Saved data entries
────────

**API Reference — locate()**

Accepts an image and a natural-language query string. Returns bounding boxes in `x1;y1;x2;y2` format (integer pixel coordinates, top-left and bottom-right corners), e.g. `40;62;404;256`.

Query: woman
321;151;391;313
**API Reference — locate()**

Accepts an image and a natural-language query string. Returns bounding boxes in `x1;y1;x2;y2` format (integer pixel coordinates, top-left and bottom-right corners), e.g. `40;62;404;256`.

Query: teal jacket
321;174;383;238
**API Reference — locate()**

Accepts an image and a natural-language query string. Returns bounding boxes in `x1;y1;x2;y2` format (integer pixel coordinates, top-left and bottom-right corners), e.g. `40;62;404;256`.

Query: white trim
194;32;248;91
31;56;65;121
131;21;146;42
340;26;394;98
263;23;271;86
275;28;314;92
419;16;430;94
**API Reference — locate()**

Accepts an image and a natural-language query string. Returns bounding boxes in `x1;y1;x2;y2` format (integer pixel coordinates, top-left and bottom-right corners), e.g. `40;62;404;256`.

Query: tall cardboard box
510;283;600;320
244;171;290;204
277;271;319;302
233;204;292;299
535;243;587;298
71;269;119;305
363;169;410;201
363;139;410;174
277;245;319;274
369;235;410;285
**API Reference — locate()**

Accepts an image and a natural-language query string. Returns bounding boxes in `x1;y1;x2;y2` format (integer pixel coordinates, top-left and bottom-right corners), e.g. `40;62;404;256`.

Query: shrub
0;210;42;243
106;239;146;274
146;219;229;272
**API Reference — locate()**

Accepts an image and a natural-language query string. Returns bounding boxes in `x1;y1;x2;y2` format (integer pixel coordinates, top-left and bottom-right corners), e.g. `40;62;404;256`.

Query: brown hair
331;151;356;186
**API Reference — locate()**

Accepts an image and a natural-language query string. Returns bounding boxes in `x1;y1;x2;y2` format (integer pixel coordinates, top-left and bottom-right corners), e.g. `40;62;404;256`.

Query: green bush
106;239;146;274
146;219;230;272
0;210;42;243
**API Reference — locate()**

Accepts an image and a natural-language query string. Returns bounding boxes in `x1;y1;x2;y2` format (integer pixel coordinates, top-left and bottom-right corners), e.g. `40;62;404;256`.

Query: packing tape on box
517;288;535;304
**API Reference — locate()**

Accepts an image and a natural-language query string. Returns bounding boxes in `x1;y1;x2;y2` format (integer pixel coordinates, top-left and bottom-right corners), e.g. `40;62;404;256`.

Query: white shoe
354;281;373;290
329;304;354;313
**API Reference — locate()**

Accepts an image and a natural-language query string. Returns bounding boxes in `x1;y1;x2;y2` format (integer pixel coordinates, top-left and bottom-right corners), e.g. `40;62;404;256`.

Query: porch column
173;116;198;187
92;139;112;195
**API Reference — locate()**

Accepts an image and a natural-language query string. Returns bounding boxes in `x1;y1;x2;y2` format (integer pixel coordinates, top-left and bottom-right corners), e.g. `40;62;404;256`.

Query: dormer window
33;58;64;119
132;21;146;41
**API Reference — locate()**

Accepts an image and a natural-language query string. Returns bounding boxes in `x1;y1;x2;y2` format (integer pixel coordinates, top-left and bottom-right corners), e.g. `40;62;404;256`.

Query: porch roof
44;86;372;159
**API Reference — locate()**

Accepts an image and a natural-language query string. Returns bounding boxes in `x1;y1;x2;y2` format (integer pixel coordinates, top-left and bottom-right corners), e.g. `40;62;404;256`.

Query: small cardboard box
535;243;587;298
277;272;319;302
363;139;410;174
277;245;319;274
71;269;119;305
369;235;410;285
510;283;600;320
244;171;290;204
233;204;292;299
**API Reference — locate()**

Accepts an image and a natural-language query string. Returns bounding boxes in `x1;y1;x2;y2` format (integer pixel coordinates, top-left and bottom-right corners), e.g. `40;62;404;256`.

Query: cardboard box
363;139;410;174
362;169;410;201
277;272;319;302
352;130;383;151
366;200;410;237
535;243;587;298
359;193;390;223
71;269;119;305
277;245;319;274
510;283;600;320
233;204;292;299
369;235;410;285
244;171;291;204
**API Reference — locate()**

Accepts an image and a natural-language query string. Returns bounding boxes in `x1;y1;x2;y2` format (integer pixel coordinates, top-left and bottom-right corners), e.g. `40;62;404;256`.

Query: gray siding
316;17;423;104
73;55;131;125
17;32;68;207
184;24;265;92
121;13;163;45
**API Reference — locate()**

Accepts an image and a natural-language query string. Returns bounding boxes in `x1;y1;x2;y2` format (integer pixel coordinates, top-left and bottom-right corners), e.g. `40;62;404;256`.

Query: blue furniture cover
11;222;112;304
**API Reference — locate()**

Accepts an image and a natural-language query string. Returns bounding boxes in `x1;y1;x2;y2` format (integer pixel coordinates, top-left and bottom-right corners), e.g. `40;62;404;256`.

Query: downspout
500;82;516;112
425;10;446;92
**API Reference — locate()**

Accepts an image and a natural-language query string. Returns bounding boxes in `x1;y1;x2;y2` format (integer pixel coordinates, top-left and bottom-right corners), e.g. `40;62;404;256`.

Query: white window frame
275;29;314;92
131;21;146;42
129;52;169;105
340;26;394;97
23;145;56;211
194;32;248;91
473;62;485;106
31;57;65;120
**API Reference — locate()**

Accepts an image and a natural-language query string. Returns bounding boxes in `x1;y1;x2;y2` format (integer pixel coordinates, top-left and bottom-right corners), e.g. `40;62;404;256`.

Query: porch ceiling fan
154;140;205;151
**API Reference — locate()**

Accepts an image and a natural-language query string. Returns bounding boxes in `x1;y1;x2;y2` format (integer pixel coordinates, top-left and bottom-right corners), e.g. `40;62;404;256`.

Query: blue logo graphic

────────

Short problem |
Can you update the listing above so that every "API Reference" becomes "API Documentation" and nothing else changes?

Output of the task |
**API Documentation — locate()**

Accepts an image and a natural-language query string. Returns bounding boxes in `x1;y1;x2;y2` format (integer pixel coordinates, top-left and bottom-right corners), e.g. `40;62;404;256`.

Query: woman
321;151;391;313
**API Documentation — locate()**

Accepts an image and a natural-language query string. Returns bounding boxes in `x1;y1;x2;y2` format (integer pixel coordinates, top-left and bottom-right corners), e.g. `40;62;404;256`.

Query: teal jacket
321;174;383;238
**API Documentation — locate()**

Accepts an image and a natural-language query string. Returns bounding boxes in `x1;y1;x2;y2` format (integer pixel coordinates, top-left and bottom-right corners), e.g. `40;62;404;256`.

Query: white trim
194;32;248;91
31;56;65;121
131;21;146;42
340;26;394;98
263;23;271;86
275;28;314;92
419;16;430;94
**API Documentation — locate()**

Accepts an image and a natural-language query string. Returns bounding boxes in `x1;y1;x2;y2` format (integer pixel coordinates, top-left and bottom-right corners), e.g. `40;62;404;256`.

Query: tall cardboard box
510;283;600;320
244;171;290;204
277;271;319;302
233;204;292;299
535;243;587;298
71;269;119;305
363;169;410;201
363;139;410;174
277;245;319;274
369;235;410;285
**API Documentation — locate()**

Accepts an image and a natural-language query string. Returns bounding boxes in `x1;y1;x2;y2` format (integer pixel coordinates, top-left and bottom-right corners), e.g. `40;62;404;256`.

Query: shrub
0;210;42;243
106;239;146;274
146;219;229;272
**API Documentation — locate()**

Accepts an image and a natural-language query string. Returns bounding boxes in `x1;y1;x2;y2` format (integer pixel coordinates, top-left and bottom-right corners), e.g. `40;62;404;256`.

Query: brown hair
331;151;356;186
**API Documentation — locate()**

Accepts an image and a natural-language query string. Returns bounding boxes in `x1;y1;x2;y2` format (integer pixel coordinates, top-left and bottom-right corners), e.g. `40;62;404;256`.

Query: green bush
106;239;146;274
146;219;230;272
0;210;42;243
**API Documentation — locate()**

Accepts an image and a natural-language query string. Returns bounding boxes in `x1;y1;x2;y2` format (integer pixel coordinates, top-left and bottom-right corners), e.g. `40;62;404;256`.

Query: packing tape on box
517;288;535;304
**API Documentation — locate()**

Accepts an image and a natural-language query string. Returns bounding boxes in `x1;y1;x2;y2` format (integer pixel coordinates, top-left and bottom-right corners), e.g. `40;62;404;256`.

Query: white shoe
354;281;373;290
329;304;354;313
**API Documentation — locate()**

Accepts an image and a natural-language query string. Returns bounding boxes in `x1;y1;x2;y2` format (integer pixel coordinates, top-left and bottom-right corners), e.g. `40;62;404;256`.

Query: porch column
173;116;198;187
92;139;112;195
**API Documentation — locate()**

Accepts an image and a natural-language query string. Returns bounding boxes in `x1;y1;x2;y2` format (integer pixel coordinates, top-left and bottom-right corners), e.g. `40;62;404;256`.

Query: dormer window
33;58;64;119
132;21;146;41
**API Documentation — locate()**

Accepts an image and a natural-language query string. Returns bounding boxes in `x1;y1;x2;y2` format (integer pixel coordinates, top-left and bottom-right corners), e.g. `40;62;404;256`.

Query: porch roof
44;86;372;159
**API Documentation — locate()**

Accepts an image and a natural-language query string. Returns bounding boxes in `x1;y1;x2;y2` format (integer pixel coordinates, top-left and bottom-right corners), e.g. `40;62;404;256`.

Query: small cardboard box
535;243;587;298
277;272;319;302
363;139;410;174
277;245;319;274
71;269;119;305
369;235;410;285
510;283;600;320
244;171;290;204
233;204;292;299
**API Documentation — locate()**

Accepts an image and a natural-language query string. Returns bounding boxes in `x1;y1;x2;y2` format (integer pixel coordinates, top-left and bottom-right corners), e.g. `40;62;404;256`.

Query: cardboard box
363;139;410;174
362;169;410;201
277;272;319;302
352;130;383;151
366;200;410;237
535;243;587;298
359;193;390;223
71;269;119;305
277;245;319;274
510;283;600;320
233;204;292;299
369;235;410;285
244;171;291;204
**API Documentation — locate()**

Accepts an image and a natural-language query string. Returns bounding boxes in `x1;y1;x2;y2` format (integer pixel coordinates, top-left and bottom-right corners), e.g. `40;62;404;256`.

Query: gray siding
316;17;423;104
73;55;131;125
17;32;68;207
184;24;265;92
121;13;163;45
**API Documentation — locate()**

Accepts an image and a natural-language query string. Returns bounding boxes in `x1;y1;x2;y2` format (integer pixel coordinates, top-left and bottom-right corners), e.g. `40;62;404;256`.

Query: blue furniture cover
11;222;112;304
**API Documentation — locate()**

Accepts an image and a natural-language query string. Returns bounding boxes in `x1;y1;x2;y2` format (integer pixel coordinates, top-left and bottom-right corners), e.g. `40;62;404;256`.

Query: downspout
500;82;516;112
425;10;446;92
**API Documentation — locate()**

Accepts an image and a natural-language query string. Returns bounding boxes in `x1;y1;x2;y2` format (integer pixel coordinates, top-left and bottom-right corners), e.g. `40;62;404;256`.

Query: white window frame
275;29;314;92
131;21;146;42
129;52;169;105
340;26;394;97
23;145;56;211
194;32;248;91
473;62;485;106
31;57;65;120
**API Documentation — locate()**

Accepts an image and a natural-language query string. Returns bounding boxes in `x1;y1;x2;y2` format (integer pixel coordinates, top-left and bottom-right corners), e.g. `40;62;404;256`.

Query: porch ceiling fan
154;140;205;151
**API Documentation — locate()**

Accepts an image and a natural-language query string. Returns bounding boxes in `x1;y1;x2;y2` format (integer pixel coordinates, top-left and bottom-right corners), e.g. `40;62;404;256`.

Query: blue logo graphic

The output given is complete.